- What needs to be done
Rewrite the items below, starting at the line containing "Report one point per instance of the sliced" and ending at the last item, with every request kept and every coordinate in the answers raised by 21.

·····

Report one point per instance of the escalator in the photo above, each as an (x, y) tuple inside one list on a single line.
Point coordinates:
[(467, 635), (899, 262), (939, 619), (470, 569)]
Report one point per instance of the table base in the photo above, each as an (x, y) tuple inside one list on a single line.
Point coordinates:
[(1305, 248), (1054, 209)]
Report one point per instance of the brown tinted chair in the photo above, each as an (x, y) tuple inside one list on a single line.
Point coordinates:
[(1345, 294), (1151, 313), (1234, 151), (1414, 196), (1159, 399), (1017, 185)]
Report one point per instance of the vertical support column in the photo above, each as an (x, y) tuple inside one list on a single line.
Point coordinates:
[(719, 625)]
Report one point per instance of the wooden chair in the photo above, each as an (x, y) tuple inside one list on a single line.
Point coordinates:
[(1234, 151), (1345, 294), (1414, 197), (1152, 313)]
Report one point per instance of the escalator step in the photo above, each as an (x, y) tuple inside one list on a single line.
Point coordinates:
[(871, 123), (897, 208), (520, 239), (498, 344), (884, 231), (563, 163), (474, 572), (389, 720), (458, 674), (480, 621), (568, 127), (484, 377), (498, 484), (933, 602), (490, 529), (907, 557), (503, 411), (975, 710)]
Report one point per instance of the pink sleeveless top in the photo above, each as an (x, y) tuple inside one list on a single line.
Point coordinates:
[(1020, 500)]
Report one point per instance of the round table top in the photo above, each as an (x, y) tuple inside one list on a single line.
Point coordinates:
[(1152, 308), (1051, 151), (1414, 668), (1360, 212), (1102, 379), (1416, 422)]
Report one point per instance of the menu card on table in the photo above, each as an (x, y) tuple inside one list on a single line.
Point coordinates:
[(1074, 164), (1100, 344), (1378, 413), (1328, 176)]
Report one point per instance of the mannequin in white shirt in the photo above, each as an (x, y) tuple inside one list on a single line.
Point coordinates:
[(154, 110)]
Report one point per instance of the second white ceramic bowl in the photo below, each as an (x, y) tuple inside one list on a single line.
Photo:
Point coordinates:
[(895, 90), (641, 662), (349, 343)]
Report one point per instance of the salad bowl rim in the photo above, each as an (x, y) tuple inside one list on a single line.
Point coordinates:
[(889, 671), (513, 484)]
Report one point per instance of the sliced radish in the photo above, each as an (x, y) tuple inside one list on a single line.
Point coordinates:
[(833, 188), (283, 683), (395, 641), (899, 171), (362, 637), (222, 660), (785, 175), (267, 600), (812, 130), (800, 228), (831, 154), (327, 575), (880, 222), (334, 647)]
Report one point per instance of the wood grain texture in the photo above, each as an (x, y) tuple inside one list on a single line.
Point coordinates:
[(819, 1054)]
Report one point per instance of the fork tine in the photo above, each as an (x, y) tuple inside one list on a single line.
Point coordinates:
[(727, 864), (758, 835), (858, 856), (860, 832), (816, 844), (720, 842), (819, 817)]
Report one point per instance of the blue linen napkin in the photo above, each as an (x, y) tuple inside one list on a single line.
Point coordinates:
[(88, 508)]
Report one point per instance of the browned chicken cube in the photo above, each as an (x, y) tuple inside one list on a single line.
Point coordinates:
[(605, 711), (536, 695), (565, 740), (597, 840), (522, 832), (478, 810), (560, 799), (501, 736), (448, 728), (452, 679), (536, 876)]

·····

- Result of this exercise
Report one point per instance of the sliced radish in the photo above, each as an (x, y) tuple inside one list on a single line.
Point coordinates:
[(854, 209), (304, 704), (416, 662), (920, 192), (383, 658), (243, 681), (806, 196), (288, 621), (833, 151), (821, 249), (852, 175), (348, 596), (901, 243), (355, 668)]
Report one point per instance of the wood grain texture in the photo above, each as an (x, y) tuple inside one list on a single line.
Point coordinates:
[(840, 1075)]
Report one point per instance of the fork tine in the photo above, each as an (x, y) tuple inside one list on a single line.
Point coordinates:
[(748, 885), (779, 856), (879, 877), (881, 853), (837, 865), (741, 863), (840, 838)]
Report one point per instance of the blue linen napkin in the photo above, each as an (x, y) tuple inside one list on a single line.
Point coordinates:
[(109, 529)]
Report one point per instance of the browned chicken cube in the photo above, each as an (x, y) tuple inside one list on a single line.
Point coordinates:
[(626, 732), (557, 716), (586, 761), (618, 861), (543, 853), (499, 831), (581, 820), (522, 757), (469, 749), (473, 700), (557, 897)]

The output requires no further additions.